# PROBLEMS
1. Would you duplicate everything in the mesquite slab thread from "I got nothing" down to "(Dec 30, 2004)"?
2. Can you go on with the forum thread about finding mesquite slabs, picking up right after its last line?
** Begin EXTRACT TO READ **
# Anybody Got Mesquite?



## SetDaHook (Oct 21, 2010)

I'm looking for some mesquite slab material in it's rough form. I have a customer wanting me to make a live edge fireplace mantel for them. My regular supplier/sawmill has gone through the roof on pricing and was wondering if anybody here had a lead on other suppliers of mesquite slabs. Hardwoods of Houston and Clark's are out of the question as my supplier sells to them, then they mark it up even more. I know there's a guy in Bastrop but that's a little far for me. Any other ideas 2Coolers?


----------



## bill (May 21, 2004)

I got nothing that large.

Suggest asking on the hunting forum. Reach out to the people with property that would be willing to sell off or better yet do some horse trading.


----------



## 3192 (Dec 30, 2004)

If you want to do a road trip...head south to Kingsville. Naves Sawmill will have all of your mesquite needs. Give Cindy a call/email.

http://www.mesquitetree.org/










Wendy 361-522-5948
E-mail: [email protected]
or [email protected]

111 W. General Cavazos Blvd.
Kingsville, Texas 78363


----------



## fy0834 (Jan 18, 2011)

Craig's list as well.


----------



## Cody C (May 15, 2009)

How big? 


Sent from my iPhone using Tapatalk


----------



## SetDaHook (Oct 21, 2010)
** End EXTRACT TO READ **
** Begin SUPPLIED INFORMATION **
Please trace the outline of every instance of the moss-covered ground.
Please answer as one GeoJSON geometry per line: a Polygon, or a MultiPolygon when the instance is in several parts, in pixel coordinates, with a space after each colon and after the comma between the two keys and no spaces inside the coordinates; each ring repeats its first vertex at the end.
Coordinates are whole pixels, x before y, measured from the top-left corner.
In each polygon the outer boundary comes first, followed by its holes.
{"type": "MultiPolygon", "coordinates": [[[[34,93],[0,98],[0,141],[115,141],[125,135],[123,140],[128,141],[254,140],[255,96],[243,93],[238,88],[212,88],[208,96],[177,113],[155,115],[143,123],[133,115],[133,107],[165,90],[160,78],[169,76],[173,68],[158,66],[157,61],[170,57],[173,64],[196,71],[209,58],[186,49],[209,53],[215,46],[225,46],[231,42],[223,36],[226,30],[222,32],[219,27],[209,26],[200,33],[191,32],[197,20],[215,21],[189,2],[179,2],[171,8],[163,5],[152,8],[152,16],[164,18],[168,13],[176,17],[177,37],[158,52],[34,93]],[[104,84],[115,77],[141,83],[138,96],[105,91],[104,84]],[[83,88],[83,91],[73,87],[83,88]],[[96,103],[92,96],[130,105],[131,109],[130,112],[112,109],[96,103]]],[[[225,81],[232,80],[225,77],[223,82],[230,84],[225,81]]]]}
** End SUPPLIED INFORMATION **
** Begin SUPPLIED INFORMATION **
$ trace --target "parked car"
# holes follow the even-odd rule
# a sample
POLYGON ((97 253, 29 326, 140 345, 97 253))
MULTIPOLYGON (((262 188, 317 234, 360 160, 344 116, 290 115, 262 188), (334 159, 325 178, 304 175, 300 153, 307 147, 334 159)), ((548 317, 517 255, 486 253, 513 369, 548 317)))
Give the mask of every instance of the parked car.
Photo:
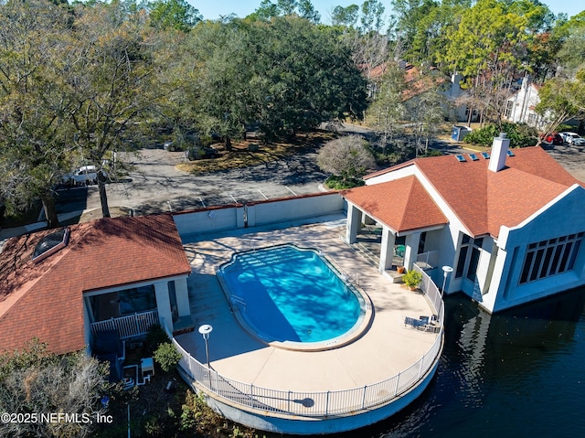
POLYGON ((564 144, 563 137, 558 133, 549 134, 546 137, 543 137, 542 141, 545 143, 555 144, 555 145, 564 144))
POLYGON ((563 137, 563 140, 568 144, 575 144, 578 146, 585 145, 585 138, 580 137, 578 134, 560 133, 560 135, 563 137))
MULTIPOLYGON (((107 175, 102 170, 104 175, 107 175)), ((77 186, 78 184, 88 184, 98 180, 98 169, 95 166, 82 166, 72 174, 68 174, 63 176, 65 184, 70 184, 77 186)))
** End SUPPLIED INFORMATION **
# EXERCISE ANSWERS
1.
I got nothing that large.

Suggest asking on the hunting forum. Reach out to the people with property that would be willing to sell off or better yet do some horse trading.


----------



## 3192 (Dec 30, 2004)

2.
Cody C said:


> How big?
> 
> Sent from my iPhone using Tapatalk


5' long, approx. 3" to 4" thick and 10" to 12" wide


----------



## padrefigure (Aug 22, 2006)

Where are you? There is a mill in Bee Caves that saws mesquite and also one in McQueeney, I think. Its expensive, how much are you willing to pay?


----------



## speckle-catcher (May 20, 2004)

the guy in McQueeny is pretty reasonable - especially compared to others.


----------



## Wordsaw (Apr 17, 2013)

Check M&G Sawmill near Huntsville.

www.mgsawmill.com


----------



## chumy (Jul 13, 2012)

SetDaHook said:


> 5' long, approx. 3" to 4" thick and 10" to 12" wide


I've got my own sawmill but nothing that thick in mesquite. I could make one, any dimension out of cedar however, I have plenty of that. Also live oak.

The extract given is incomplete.